» **Exercise input**
↓

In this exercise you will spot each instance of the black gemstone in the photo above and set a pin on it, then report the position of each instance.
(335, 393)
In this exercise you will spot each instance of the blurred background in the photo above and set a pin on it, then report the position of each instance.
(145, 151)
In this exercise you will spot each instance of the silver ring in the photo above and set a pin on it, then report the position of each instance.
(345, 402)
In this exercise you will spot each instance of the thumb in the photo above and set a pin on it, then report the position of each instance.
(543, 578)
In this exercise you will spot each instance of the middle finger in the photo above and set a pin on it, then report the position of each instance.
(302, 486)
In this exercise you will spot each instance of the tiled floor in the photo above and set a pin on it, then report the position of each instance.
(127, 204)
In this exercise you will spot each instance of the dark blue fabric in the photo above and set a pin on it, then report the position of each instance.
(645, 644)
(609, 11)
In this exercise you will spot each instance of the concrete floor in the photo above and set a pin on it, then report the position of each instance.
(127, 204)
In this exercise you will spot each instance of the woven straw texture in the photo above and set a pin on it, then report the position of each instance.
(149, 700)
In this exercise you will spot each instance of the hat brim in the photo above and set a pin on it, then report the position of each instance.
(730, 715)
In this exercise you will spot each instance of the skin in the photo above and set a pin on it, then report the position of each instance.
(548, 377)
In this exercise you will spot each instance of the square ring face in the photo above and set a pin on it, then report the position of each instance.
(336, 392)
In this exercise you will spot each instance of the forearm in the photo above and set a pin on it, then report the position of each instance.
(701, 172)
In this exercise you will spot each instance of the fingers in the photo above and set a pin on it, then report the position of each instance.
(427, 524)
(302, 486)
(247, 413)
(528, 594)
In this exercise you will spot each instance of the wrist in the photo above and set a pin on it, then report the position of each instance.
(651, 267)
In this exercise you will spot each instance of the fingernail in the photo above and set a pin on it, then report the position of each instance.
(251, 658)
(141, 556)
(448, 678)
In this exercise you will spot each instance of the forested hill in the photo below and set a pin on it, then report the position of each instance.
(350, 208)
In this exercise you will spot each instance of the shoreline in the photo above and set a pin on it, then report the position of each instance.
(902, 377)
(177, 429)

↑

» **Instructions to follow**
Repeat every line of the items above word for word.

» **Problem solution**
In this exercise you will spot each instance of the black gemstone in the photo above and set a pin on it, then report the position of each instance.
(335, 393)
In this exercise you will spot each instance of the blurred background in the photo above and set a pin on it, then report the position of each instance.
(145, 151)
In this exercise you will spot each instance of the silver ring in the photo above and set a pin on it, then report the position of each instance.
(345, 402)
In this exercise you will spot each instance of the thumb in the photo above and set a pin on it, then report the position of each instance.
(543, 578)
In this exercise you will spot each instance of the middle finger in the photo above and set a pin on it, then report the position of each instance.
(302, 486)
In this exercise you will spot each instance of the tiled floor in the photo above and set a pin on it, then report the position of each instance.
(127, 204)
In this exercise you will spot each instance of the dark blue fabric in the photo above and set a pin on it, then report the position of each instance.
(645, 644)
(609, 11)
In this exercise you will spot each instance of the concrete floor in the photo above and set a pin on it, then report the position of each instance.
(127, 204)
In this exercise you will spot each instance of the woven straw texture in the photo above and set a pin on it, then report the position of each instance.
(149, 700)
In this exercise you will spot each instance of the hat brim in the photo above and set a pin on it, then report the position of each instance.
(730, 715)
In this exercise you will spot each instance of the skin in the photo above and set a pin on it, then report the position of each instance.
(548, 377)
In this exercise you will spot each instance of the square ring face in the photo above and set a pin on it, then report the position of each instance.
(336, 392)
In this exercise you will spot each instance of the forearm in the photo above and set a pin on it, then report the position of each instance.
(701, 172)
In this exercise you will spot each instance of the fingers in the photo above and set a pin on it, then report the position of each instance.
(427, 524)
(302, 486)
(247, 413)
(528, 594)
In this exercise you will spot each instance of the wrist in the photo above and set a pin on it, then report the position of each instance.
(651, 267)
In this exercise you will spot each instance of the fingernail in the photo above and set a pin on it, then report the position of each instance.
(251, 658)
(141, 556)
(448, 678)
In this exercise you will spot each instance of the forested hill in the photo below and set a pin on it, then report the position of each instance.
(350, 208)
In this exercise you will spot each instance of the shoreline in the photo above and set a pin on it, then report the position of each instance.
(902, 377)
(177, 429)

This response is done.